= Rows =
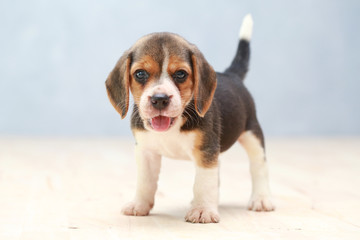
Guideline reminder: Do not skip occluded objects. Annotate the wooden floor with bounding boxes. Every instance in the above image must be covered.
[0,137,360,240]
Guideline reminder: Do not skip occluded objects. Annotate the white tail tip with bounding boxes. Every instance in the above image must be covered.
[239,14,254,42]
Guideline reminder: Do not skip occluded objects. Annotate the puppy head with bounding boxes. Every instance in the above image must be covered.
[106,33,216,131]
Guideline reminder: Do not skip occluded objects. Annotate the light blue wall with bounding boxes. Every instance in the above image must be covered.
[0,0,360,135]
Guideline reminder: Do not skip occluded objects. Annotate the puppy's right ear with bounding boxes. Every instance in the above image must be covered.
[105,51,131,119]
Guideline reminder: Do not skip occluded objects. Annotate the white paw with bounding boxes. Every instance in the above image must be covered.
[185,207,220,223]
[122,201,152,216]
[248,194,275,212]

= Requirement =
Return all the entries above word for word, keeping every line in its original order but leaving out the picture.

= Task answer =
Guideline reminder: Do not skip occluded objects. Annotate the wooden floor with bounding boxes. Every instance in the above image must be covered.
[0,137,360,240]
Guideline reminder: Do not skip occluded objects. Annotate the white tail tip with bounding boxes. Every instance in the above image must be covered.
[239,14,254,42]
Guideline reminder: Do not skip occluded objects. Annotate the puppy head with bounding boxes. Every instance in the above image must be covered.
[106,33,216,131]
Guideline reminder: Do not skip occluded objects. Annotate the light blue wall with bounding boxes. Every instance in the above image must be covered.
[0,0,360,135]
Guideline reminder: Do not skip occluded objects. Annotate the puppy's right ear with bounding boxes. Every instance in the above image must be covered.
[105,51,131,119]
Guideline reminder: Do not skip occluded objects. Annotate the white paw with bounding boxes. Every instance in the above image must be covered.
[185,207,220,223]
[122,201,152,216]
[248,194,275,212]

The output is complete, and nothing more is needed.